[EXCERPTED TEXT Boundary: Start]

The online screening of the short movies, which will be part of the “International Short Film Festival Brno16” festival, will be available from 2 to 6 December 2020.
Film trilogy Moravia, O Fair Land is an experimental Slav epic whose authors depict the current character of the Moravian countryside and its traditions. Wine, Zombies, clerical fascists, and banging musical numbers will follow every viewer who watches this almost-documentary-but-basically-musical-horror of a classical scale.
Moravia, O Fair Land I: Co člověka potěší víc, než hezká písnička od srdce? / Petr Šprincl / Czech republic 2015 / 30 min. – Experimental western-horror from the setting of Moravian Slovácko brings a fresh perspective of the legend of Wenceslaus I, Duke of Bohemia. In the dingy setting of a folklore festival, the legendary Duke of Bohemia Boleslaus I – zombie from a wine cellar – fights with his brother Wenceslaus for the character of Czech nationality and a plate of tomato sauce. This film essay about the myths of Czech and Moravian nationalism is a sarcastic depiction of rituals that construct national identity but are empty and hollow even though they try to distance themselves from otherness. The sanctity of folklore is subverted through archaic film and video formats which contain many mistakes and flaws, and a sloppy mix of brass music countered with a voice-over.

[EXCERPTED TEXT Boundary: End]
[INPUT DATA Boundary: Start]

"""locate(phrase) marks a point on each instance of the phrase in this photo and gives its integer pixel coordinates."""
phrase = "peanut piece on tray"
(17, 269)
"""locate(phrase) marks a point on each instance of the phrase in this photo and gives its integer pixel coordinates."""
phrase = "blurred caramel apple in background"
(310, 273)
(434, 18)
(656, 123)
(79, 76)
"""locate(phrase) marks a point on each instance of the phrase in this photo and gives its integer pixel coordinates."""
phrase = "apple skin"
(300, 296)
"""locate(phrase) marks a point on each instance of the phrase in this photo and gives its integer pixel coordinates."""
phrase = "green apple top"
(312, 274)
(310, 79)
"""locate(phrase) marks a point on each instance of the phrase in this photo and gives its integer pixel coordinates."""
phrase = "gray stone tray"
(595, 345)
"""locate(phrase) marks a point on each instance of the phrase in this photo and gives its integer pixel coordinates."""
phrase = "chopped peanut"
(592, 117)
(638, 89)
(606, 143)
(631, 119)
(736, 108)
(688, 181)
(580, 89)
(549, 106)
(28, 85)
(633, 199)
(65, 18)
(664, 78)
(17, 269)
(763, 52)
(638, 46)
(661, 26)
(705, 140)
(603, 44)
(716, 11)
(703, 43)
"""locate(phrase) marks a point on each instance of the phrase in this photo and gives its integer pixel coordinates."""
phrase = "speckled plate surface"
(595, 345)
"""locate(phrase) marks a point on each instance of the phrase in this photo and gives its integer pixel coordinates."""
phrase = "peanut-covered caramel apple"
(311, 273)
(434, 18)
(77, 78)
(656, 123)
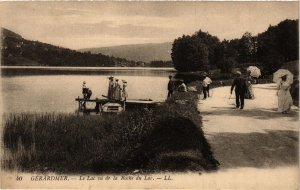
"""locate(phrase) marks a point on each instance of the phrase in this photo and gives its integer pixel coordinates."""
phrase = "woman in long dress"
(285, 100)
(124, 91)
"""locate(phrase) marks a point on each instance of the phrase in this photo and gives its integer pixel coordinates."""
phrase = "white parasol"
(283, 72)
(254, 71)
(207, 80)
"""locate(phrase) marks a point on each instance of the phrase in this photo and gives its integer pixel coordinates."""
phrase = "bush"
(137, 139)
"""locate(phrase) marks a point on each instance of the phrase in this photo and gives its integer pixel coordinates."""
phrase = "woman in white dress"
(285, 100)
(124, 91)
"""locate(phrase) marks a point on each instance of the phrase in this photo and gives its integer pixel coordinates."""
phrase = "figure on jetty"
(124, 90)
(86, 92)
(170, 87)
(117, 90)
(182, 87)
(111, 86)
(285, 100)
(205, 86)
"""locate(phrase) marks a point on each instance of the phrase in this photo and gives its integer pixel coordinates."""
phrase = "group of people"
(243, 89)
(115, 91)
(172, 86)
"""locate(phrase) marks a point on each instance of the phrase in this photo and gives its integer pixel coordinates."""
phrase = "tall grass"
(166, 138)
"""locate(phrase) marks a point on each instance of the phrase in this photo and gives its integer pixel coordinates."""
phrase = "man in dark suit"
(170, 87)
(239, 84)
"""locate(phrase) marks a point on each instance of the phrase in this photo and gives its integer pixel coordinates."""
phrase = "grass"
(168, 138)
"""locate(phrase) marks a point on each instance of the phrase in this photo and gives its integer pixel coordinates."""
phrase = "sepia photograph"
(149, 94)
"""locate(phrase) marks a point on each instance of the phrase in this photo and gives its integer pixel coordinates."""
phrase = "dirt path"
(256, 137)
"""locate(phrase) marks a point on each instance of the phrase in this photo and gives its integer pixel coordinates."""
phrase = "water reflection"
(57, 92)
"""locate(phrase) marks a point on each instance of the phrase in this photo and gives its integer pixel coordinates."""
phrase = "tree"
(278, 44)
(247, 48)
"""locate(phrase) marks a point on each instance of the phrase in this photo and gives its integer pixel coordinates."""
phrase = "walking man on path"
(170, 87)
(205, 86)
(239, 84)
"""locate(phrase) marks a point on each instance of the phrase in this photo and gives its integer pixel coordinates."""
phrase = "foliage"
(269, 50)
(138, 139)
(278, 44)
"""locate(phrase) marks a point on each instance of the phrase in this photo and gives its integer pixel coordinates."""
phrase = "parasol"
(283, 72)
(254, 71)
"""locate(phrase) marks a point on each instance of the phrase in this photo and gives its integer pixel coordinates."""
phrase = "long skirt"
(285, 100)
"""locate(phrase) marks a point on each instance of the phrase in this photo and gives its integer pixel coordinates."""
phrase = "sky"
(79, 25)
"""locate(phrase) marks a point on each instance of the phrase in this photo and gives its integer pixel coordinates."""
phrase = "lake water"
(43, 89)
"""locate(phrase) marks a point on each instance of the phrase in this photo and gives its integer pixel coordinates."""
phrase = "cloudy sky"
(97, 24)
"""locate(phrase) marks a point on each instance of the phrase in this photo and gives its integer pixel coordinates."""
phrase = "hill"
(137, 52)
(18, 51)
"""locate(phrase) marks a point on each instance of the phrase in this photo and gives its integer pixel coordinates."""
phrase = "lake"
(44, 89)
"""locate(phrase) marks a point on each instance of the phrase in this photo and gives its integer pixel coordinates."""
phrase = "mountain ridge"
(146, 52)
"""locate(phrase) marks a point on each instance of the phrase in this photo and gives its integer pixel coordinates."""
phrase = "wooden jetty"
(113, 106)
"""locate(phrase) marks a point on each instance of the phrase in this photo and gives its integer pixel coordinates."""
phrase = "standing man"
(111, 85)
(170, 87)
(239, 84)
(205, 86)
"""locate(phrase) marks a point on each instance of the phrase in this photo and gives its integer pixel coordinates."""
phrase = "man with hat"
(170, 86)
(205, 85)
(239, 83)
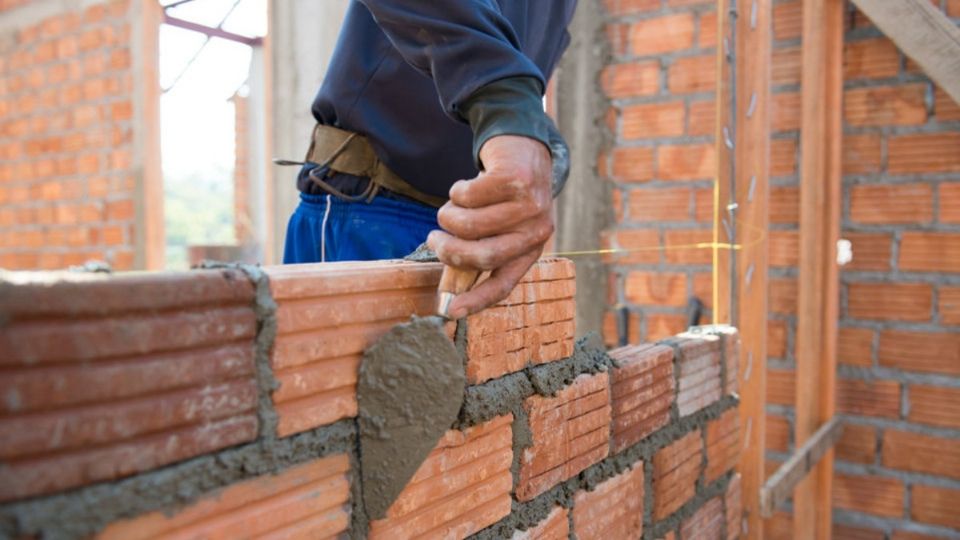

[INPUT DATA Boundary: End]

GOAL OF THE EXERCISE:
Pick up the text about the Moravia, O Fair Land film trilogy after its last sentence and keep writing it.

RESPONSE TO THE EXERCISE:
Moravia, O Fair Land II: Zrození fašismu z ducha fašaňku / Petr Šprincl / Czech republic 2016 / 43 min. – The second installment in the series offers an even darker descent into the soul of Moravia, which is just as intoxicating as the slightly delirious state after having a sip of wine and chewing on Mother Earth’s lump. Visually restless pilgrimage focusing on the undercurrent of Moravian identity whose echoes wouldn’t want to be heard even by Friedrich Nietzsche.
Moravia, O Fair Land III : Genesis / Petr Šprincl / Czech republic 2019 / 65 min. – Ivana Slabáková, the guru of Moravian brass music, announces a historical discovery – The Mikulčice Script, revealing historical importance of the Great Moravia. Slabáková puts together Moravian patriots, brass band, clerofascist Jan Uprka and Jiří Valtr, a satanist from Brno. A drama will be staged. Senior club from the village Rohatec rehearses the Great-Moravian drama, which reanimates the dead from ancient Slavic grave fields. Zombie apocalypse ensues and Moravia is cleansed of Christian scum. After this epic clash of cultures, the life in Moravia goes back to normal. Brass music plays, zombies work in the wineyard and hope for an even better crops next year.